## Extrait choisi
━━━━━━━━━━━━━━━━━━━━

La place de la médecine palliative et autres sujets

Défis éthiques en néonatologie

Horizonte
Édition
2020/03
DOI:
https://doi.org/10.4414/bms.2020.18549
Bull Med Suisses. 2020;101(03):76

Affiliations
Dr méd., membre de la rédaction

Publié le 15.01.2020

Retour à Bigorio… Il y a trois ans, j’avais fait part des ­enseignements d’une participation au Séminaire ­d’automne, dans un ancien monastère près de Lugano, de la Société suisse d’éthique biomédicale [1]. J’y suis ­retourné en novembre dernier, toujours avec le même ­intérêt.
Une journée a été consacrée aux enjeux éthiques au tout début de la vie. Oswald Hasselmann, neuropédia­tre de Saint-Gall, a discuté «comment faire au mieux dans les ­situations les pires», celles de très jeunes enfants (infants) avec de graves malformations. Avec la si difficile question: «La vie imaginable de cet enfant, à supposer qu’il survive, vaut-elle la peine d’être vécue?» Il s’agit de considérer au premier chef l’intérêt – le bien – de l’enfant, comme tant de textes légaux, de déclarations internationales et de recommandations éthiques le soulignent. Mais on sait aussi que cet intérêt est «à risque» (peut-on dire) d’interprétations divergentes. Sans compter les incertitudes – de quoi l’avenir sera-t-il fait –, cet intérêt est apprécié différemment, en fonction de leurs valeurs et convictions, par les parents, les soignants, voire l’autorité judiciaire. A tel point que, même s’il n’est pas question de contester la primauté de principe de ce critère, certains jugent qu’il n’est guère opérationnel – parce qu’on peut lui faire dire un peu ce qu’on veut…
Pour Oswald Hasselmann, il faut éviter de donner la qualité des données avérées à des impressions ou jugements («Don’t disguise opinions as data»). Il a insisté sur l’importance d’honorer les valeurs des parents et évoqué la notion de futility (pour parler de démarches inutiles); à son avis, ce concept est discutable parce que très difficile à définir et à communiquer aux parents, cas échéant aux patients.
La pédiatre Gudrun Jäger (Saint-Gall) a présenté la problématique de nouveau-nés avec des life-limiting dis­eases. Frappant de voir comment la pratique palliative s’applique aussi au tout début de la vie: dans certains cas, la prise en charge terminale, voire la naissance elle-même (d’enfants condamnés), peut se faire à domicile. Toutefois, la plupart des décès de nouveau-nés très malades ont lieu à l’hôpital.
Dans la foulée, Riccardo Pfister a parlé d’accompagnement de la mortalité néonatale à Genève et relevé les questions (y compris de responsabilité) qui se posent si un médecin hospitalier intervient au domicile du malade. Il existe trois types de parents: les leaders, les décideurs et ceux qui se rallient aux avis des soignants (consenting). Pour l’anthropologue zurichoise Manya Hendriks, la décision la plus difficile pour les parents est d’admettre que la prise en charge ne soit plus à visée curative mais palliative. Les échanges y relatifs ont un impact majeur, car ils resteront avec eux toute leur vie.
Jürg Streuli (Zurich/Saint-Gall) a, lui, traité de cas d’enfants et d’adolescents souffrant de maladies malignes gravissimes. Sur la base d’enquêtes approfondies, il a développé une Shared Optimum Approach dans la prise de décision, combinant shared decision-making et best interest standard.
D’autres thèmes ont été abordés tels que la gestion des comportements addictifs chez les personnes âgées, en particulier celles vivant en établissement médico-­social. Occasion d’un débat substantiel où on a rappelé que l’important alors est d’ajouter de la vie aux années plutôt que des années à la vie, et qu’on manque de données sur les conséquences à l’âge avancé de consommations en principe indésirables – mais jusqu’à quel point veut-on rigidement prescrire des «conduites saines» à ces âges? La bioéthicienne genevoise Samia Hurst a discuté des multiples modalités de filiation, actuelles ou prévisibles, au vu des développements en procréation médicalement assistée. Avec des «constellations» parentales parfois inouïes… Un sujet dont, à n’en pas douter, on parlera encore dans le futur.

━━━━━━━━━━━━━━━━━━━━

## Extraits des entrées
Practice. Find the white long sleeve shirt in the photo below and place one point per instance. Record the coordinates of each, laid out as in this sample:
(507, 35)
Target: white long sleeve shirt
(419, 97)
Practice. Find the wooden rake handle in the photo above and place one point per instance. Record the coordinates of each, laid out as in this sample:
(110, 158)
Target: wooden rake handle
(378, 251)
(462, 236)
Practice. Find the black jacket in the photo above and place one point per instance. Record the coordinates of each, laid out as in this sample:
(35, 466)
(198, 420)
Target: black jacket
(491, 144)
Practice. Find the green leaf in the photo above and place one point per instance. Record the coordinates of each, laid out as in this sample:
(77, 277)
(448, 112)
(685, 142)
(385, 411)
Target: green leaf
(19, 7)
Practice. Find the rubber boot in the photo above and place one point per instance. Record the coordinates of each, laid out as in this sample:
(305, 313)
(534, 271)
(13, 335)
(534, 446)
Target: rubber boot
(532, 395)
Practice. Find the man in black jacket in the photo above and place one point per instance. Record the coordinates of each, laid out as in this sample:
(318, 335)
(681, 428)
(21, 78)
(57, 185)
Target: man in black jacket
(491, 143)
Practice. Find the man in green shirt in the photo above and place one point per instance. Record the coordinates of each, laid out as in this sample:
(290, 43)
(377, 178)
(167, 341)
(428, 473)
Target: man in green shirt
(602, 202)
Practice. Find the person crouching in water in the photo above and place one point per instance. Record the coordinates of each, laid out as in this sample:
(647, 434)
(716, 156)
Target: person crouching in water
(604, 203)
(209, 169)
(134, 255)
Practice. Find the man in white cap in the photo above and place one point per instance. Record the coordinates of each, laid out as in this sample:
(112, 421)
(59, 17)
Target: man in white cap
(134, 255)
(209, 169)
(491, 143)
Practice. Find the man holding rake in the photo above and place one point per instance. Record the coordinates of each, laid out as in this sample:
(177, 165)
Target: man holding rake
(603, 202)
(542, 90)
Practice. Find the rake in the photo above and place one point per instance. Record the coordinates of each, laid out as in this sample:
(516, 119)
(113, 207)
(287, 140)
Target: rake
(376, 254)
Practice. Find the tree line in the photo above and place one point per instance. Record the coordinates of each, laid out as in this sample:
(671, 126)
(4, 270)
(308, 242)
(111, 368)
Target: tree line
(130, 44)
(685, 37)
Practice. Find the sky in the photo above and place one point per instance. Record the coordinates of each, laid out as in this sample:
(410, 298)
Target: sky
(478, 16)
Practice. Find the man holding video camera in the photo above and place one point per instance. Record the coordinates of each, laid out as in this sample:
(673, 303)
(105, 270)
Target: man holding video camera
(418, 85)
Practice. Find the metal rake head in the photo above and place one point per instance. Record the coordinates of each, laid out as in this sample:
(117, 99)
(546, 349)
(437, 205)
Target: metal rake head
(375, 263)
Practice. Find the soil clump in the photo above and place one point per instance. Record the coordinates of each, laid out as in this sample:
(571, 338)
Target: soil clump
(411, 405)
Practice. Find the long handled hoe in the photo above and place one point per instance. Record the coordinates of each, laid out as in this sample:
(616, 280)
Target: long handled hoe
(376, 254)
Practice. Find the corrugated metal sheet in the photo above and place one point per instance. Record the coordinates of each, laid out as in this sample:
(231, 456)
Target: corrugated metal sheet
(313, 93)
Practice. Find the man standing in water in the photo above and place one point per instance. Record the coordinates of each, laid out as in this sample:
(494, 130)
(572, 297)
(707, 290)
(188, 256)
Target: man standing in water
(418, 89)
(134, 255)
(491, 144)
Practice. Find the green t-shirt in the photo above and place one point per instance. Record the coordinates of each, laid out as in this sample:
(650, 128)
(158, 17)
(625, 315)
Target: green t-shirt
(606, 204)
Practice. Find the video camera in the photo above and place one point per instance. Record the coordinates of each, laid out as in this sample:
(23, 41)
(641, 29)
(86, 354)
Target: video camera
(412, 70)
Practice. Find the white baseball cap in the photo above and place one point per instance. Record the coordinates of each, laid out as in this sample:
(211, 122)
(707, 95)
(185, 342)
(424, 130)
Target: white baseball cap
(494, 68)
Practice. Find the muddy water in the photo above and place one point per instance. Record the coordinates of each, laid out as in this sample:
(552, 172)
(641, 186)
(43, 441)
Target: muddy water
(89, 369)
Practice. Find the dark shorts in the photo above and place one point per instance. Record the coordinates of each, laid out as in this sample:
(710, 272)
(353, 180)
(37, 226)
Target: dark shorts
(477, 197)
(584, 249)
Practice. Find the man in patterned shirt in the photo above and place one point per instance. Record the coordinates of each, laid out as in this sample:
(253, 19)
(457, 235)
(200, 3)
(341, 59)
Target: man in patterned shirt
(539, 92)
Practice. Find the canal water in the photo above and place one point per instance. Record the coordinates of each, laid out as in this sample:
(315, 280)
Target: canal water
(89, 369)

━━━━━━━━━━━━━━━━━━━━

Recopiez le passage de l'article sur l'éthique en néonatologie qui commence par « Affiliations » et se poursuit jusqu'à « le même ­intérêt. ».

## Réponse attendue
Affiliations
Dr méd., membre de la rédaction

Publié le 15.01.2020

Retour à Bigorio… Il y a trois ans, j’avais fait part des ­enseignements d’une participation au Séminaire ­d’automne, dans un ancien monastère près de Lugano, de la Société suisse d’éthique biomédicale [1]. J’y suis ­retourné en novembre dernier, toujours avec le même ­intérêt.